Hi Ilastik deveopler
I am working with the object classifier in a work flow that first does a pixel classification and uses those input into an object classification. It is two separate ilastik files.
Ilastik Object classifications feature table
I am write here in the hope that I can get a little bit of clarification on Object classification, and specifically a PCA analysis of them. We have a trained classifier that actually works quite well, and we was interesting in which features was actually important for the classification, and therefore turned to the feature export to do a bit of PCA analysis on those, to get an understanding of what is actually important for the classification, and that is what my questions evolve around. I am still newish to PCA, so forgive me if some of the questions are stupid or doesn’t make any sense.
The build-in PCA features
The features export includes a series of PCA component (called Principal component of the object_x with x = [0,3]), however when plotting those I get a very weird relationship. Ie. PCA_0 and PCA_1 is on a circle and PCA_1 and PCA_2 is equal (almost). Se images below, where the color represent different classes.
Trying my own PCA analysis using sklearn
So I tried running my own PCA analysis, using the python sklearn package, but it didn’t bring any revelation with it. See for instance the initial output below. I think one of the things I am struggeling with is the intensity histogram and neighboring intensity histogram. This takes up 128 out of my about 180 features, which I guess makes it easy for them to become dominant in the PCA analysis.
This is the result of the sklean PCA including a normalization of all the features (excluding position and labels) the first component account for 24% of the variance, which is not a lot when you look in textbook and online tutorials. but maybe that is as high as they get in a real life application?!
This brings me to my questions:
- I am not 100% about the algorithm behind the object classifier. But is it possible to have a good classifier and still see no pattern in a PCA?
- I experimented a bit with both doing the pca with and without a normalization (using sklearn.preprocessing.StandardScaler), I got a better PCA without normalized but got a bit of a weird range on my PCA. Is the values in the features export already normalized?
- Is it correctly understood that the intensity is used as 64 individual features used in the classification? Or are they combined into a smaller features space before being combined with the others?
- Or do I simple have too high expectation for a clear cut in a 2D PCA analysis?
Any help would be much appreciated.
Best
Jes

» **Request 1**: In the listing, take the stretch from its first line through the line containing "M 0 20 L 0 122" and write it out again, switching "wet sand" to "damp sand" and leaving everything else as it is.
The forum post and the listing that follows it have nothing to do with each other.

» **Data records**:
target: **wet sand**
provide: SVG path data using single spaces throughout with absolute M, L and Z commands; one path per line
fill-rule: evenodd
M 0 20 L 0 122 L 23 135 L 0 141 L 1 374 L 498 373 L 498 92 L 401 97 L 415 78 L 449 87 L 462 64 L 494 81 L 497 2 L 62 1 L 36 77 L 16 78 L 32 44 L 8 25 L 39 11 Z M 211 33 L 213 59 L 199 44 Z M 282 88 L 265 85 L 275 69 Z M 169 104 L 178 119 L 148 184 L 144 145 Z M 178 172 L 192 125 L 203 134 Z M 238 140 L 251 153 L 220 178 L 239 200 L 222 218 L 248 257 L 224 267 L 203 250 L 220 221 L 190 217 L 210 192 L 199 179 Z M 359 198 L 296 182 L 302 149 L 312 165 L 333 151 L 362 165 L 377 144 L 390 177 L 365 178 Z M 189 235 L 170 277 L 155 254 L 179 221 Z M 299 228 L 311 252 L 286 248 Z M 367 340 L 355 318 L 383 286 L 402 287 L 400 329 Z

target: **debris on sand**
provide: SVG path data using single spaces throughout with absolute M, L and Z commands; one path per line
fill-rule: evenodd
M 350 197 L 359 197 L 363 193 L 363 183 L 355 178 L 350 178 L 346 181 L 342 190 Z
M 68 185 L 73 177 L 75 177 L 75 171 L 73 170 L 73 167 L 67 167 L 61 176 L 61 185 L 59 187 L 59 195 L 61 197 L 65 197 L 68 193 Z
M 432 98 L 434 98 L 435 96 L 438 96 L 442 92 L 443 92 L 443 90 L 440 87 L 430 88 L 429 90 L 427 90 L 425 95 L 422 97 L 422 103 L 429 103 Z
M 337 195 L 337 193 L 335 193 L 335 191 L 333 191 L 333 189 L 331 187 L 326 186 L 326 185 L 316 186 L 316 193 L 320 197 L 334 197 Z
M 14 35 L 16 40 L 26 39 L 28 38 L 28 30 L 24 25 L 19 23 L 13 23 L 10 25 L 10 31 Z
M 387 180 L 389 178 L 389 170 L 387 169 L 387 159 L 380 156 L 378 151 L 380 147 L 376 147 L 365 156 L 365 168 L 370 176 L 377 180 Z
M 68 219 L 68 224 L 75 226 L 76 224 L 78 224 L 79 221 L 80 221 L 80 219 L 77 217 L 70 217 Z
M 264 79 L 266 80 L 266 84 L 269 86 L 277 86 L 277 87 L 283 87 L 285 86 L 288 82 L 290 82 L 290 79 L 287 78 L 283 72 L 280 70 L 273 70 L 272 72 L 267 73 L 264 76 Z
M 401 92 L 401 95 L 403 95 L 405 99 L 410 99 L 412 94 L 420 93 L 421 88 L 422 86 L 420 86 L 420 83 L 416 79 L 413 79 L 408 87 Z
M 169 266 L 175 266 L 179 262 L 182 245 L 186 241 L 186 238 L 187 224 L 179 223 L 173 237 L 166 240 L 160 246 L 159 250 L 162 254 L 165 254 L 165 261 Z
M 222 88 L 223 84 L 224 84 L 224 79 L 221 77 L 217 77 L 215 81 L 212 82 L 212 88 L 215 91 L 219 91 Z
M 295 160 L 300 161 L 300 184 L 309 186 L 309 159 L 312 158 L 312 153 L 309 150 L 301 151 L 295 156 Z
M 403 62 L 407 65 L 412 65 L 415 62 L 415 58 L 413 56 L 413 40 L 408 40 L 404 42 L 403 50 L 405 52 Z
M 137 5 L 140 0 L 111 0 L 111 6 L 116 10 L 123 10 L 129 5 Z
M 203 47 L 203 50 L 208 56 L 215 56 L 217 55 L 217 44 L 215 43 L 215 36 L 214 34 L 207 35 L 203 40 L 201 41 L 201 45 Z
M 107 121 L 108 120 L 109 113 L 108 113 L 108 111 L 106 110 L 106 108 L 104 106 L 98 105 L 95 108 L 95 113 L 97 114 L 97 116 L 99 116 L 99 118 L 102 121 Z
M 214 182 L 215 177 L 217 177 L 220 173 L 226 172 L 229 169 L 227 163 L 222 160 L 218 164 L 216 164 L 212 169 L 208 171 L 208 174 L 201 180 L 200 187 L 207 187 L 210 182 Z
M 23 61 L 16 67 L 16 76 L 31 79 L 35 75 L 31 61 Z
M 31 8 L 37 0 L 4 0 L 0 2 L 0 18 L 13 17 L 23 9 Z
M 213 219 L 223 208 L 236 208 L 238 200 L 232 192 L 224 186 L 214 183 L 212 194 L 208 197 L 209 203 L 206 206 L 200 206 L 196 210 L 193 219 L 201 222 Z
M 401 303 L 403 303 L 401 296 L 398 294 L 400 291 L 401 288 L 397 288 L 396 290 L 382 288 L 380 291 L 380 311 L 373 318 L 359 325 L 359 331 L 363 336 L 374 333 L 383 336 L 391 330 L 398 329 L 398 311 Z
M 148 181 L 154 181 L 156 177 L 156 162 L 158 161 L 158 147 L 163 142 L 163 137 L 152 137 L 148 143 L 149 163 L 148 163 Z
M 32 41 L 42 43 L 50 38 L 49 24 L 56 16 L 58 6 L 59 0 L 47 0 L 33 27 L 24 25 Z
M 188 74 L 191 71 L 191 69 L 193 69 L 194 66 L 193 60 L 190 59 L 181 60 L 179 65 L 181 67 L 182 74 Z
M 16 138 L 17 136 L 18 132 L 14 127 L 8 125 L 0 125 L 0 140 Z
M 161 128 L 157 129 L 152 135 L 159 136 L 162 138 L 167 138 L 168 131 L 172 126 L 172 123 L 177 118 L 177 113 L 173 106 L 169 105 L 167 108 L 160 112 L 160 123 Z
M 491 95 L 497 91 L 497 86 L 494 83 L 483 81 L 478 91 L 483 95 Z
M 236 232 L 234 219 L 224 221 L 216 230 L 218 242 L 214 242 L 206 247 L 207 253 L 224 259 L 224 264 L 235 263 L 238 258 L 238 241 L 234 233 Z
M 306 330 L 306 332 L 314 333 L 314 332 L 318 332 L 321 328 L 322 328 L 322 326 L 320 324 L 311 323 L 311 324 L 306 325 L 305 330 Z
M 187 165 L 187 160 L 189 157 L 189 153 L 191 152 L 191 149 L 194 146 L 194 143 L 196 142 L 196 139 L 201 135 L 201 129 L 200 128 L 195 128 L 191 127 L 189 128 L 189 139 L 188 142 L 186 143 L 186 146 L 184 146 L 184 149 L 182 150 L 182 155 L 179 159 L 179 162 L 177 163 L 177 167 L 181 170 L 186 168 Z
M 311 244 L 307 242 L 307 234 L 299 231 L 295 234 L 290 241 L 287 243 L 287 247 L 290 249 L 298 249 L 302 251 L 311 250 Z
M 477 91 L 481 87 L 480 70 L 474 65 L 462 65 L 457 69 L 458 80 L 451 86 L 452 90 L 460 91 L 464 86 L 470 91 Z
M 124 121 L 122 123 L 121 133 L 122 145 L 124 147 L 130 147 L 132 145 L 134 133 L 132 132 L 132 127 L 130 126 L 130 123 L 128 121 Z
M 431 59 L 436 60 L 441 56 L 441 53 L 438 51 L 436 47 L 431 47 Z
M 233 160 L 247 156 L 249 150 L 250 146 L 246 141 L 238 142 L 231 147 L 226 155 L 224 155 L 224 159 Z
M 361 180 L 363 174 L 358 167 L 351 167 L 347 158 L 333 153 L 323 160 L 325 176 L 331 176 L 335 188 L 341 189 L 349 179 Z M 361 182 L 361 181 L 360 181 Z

» **Request 2**: From the forum post on PCA of ilastik object features, copy the stretch from "- I experimented" through "2D PCA analysis?" word for word.

» **Task solution 1**:
target: **damp sand**
provide: SVG path data using single spaces throughout with absolute M, L and Z commands; one path per line
fill-rule: evenodd
M 0 20 L 0 122 L 23 135 L 0 141 L 1 374 L 498 373 L 498 92 L 401 97 L 415 78 L 449 87 L 462 64 L 494 81 L 497 2 L 62 1 L 36 77 L 16 78 L 32 44 L 8 25 L 39 11 Z M 211 33 L 213 59 L 199 44 Z M 282 88 L 265 85 L 275 69 Z M 169 104 L 178 119 L 148 184 L 144 145 Z M 178 172 L 192 125 L 203 134 Z M 238 140 L 251 153 L 220 178 L 239 200 L 222 218 L 248 257 L 224 267 L 203 250 L 220 221 L 190 217 L 210 192 L 199 179 Z M 359 198 L 296 182 L 302 149 L 312 165 L 333 151 L 362 165 L 377 144 L 390 177 L 365 178 Z M 189 235 L 170 277 L 155 254 L 179 221 Z M 299 228 L 311 252 L 286 248 Z M 367 340 L 355 318 L 383 286 L 402 287 L 400 329 Z

» **Task solution 2**:
- I experimented a bit with both doing the pca with and without a normalization (using sklearn.preprocessing.StandardScaler), I got a better PCA without normalized but got a bit of a weird range on my PCA. Is the values in the features export already normalized?
- Is it correctly understood that the intensity is used as 64 individual features used in the classification? Or are they combined into a smaller features space before being combined with the others?
- Or do I simple have too high expectation for a clear cut in a 2D PCA analysis?